____ Quoted text

DeepTab is a Python library for deep learning on tabular data, built on PyTorch and Lightning with a scikit-learn compatible API. It offers 15 neural architectures, from Mamba-inspired state space models and Transformers to tree ensembles and MLP baselines, each available as a classifier, regressor, or distributional (LSS) model. One fit/predict/evaluate workflow covers everyday modeling, architecture research, and production deployment.

Why DeepTab?

• Familiar interface. A scikit-learn fit/predict/evaluate API that drops into existing pipelines, including GridSearchCV.
• Automatic preprocessing. Feature-type detection, encoding, scaling, and missing-value handling are built in.
• One model, three tasks. Every architecture ships as a classifier, a regressor, and a distributional (LSS) variant for uncertainty quantification.
• A broad model zoo. 15 stable architectures plus experimental models, all behind the same interface, with selection guidance.
• Built for real data. Mixed feature types, class imbalance, GPU acceleration, and early stopping work out of the box.

⚡ What's New in v2.0

v2.0 is a ground-up restructuring of DeepTab. The high-level estimator API (MambularClassifier().fit(...)) is largely unchanged, but the internal package layout, configuration objects, and import paths have moved.

⚠️ Upgrading from v1? Packages were reorganised, the Default<Arch>Config classes were renamed to <Arch>Config, and the data modules were renamed to TabularDataModule / TabularDataset. Code that only uses the high-level estimators mostly keeps working; code that imported internal modules needs updating. See the FAQ for v1 support and upgrade notes.

Configuration and data

• Split-config API: The model, preprocessing, and training each have their own configuration object, so you can tune one concern without disturbing the others. This is the first thing you reach for in v2.
• Typed data layer: TabularDataset, TabularDataModule, and FeatureSchema give the data pipeline an explicit, inspectable contract, with stratified splitting controlled through TrainerConfig.

Models

• New stable models: AutoInt, ENODE, and TabR.
• New experimental models: Tangos, Trompt, and ModernNCA, under evaluation for promotion.

________
____ Data

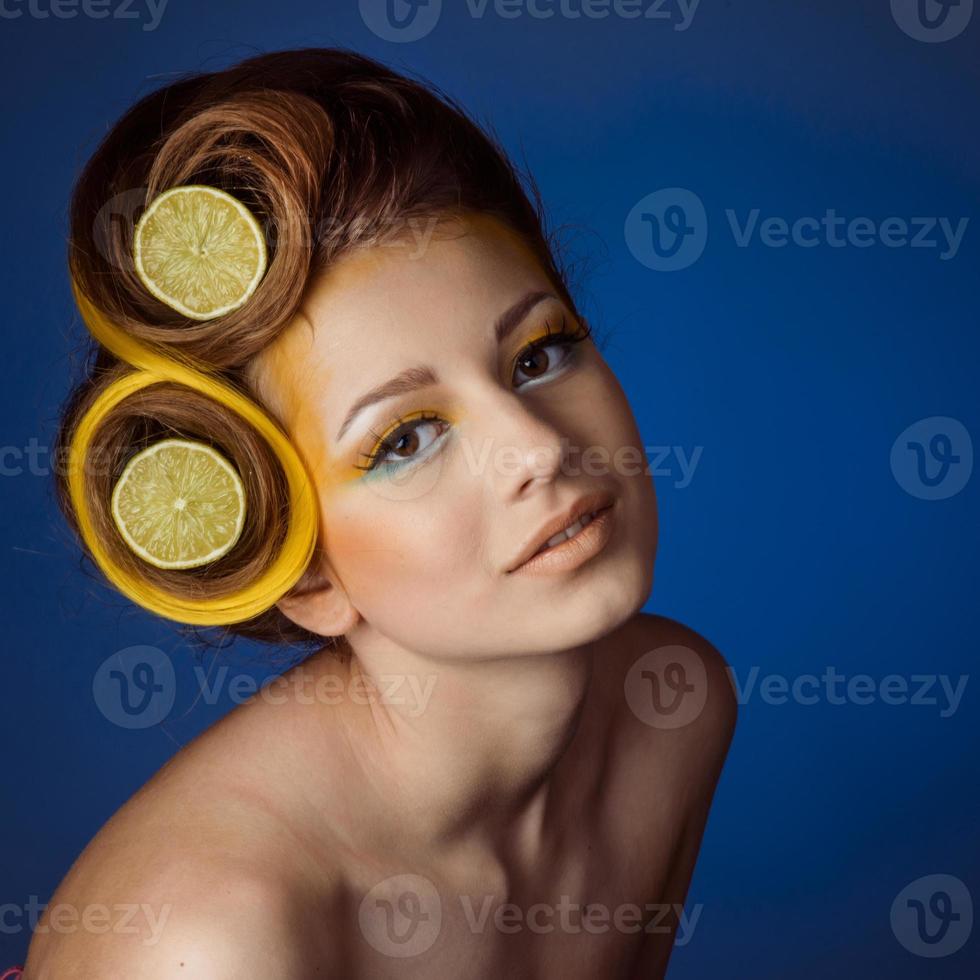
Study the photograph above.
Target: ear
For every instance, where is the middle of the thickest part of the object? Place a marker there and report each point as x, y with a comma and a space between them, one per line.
319, 603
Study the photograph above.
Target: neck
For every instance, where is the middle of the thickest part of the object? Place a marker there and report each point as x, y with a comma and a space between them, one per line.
478, 754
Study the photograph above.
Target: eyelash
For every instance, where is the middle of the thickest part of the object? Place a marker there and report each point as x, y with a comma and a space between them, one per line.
552, 338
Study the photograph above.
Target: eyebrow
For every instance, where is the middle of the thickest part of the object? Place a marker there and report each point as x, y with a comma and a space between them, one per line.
423, 376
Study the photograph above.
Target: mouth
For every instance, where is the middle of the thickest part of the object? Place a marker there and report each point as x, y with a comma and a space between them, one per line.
569, 528
562, 536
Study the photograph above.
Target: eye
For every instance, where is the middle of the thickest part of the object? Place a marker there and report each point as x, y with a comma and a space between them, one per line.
534, 361
404, 442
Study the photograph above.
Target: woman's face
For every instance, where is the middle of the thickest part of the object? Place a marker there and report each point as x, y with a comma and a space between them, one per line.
486, 443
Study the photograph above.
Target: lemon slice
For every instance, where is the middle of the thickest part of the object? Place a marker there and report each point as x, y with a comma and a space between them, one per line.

________

**To do:** In the DeepTab library description, list every model named as new in v2.0, whether stable or experimental. These rows have no connection to the DeepTab library description.

**Output for this task:** AutoInt, ENODE, TabR, Tangos, Trompt, ModernNCA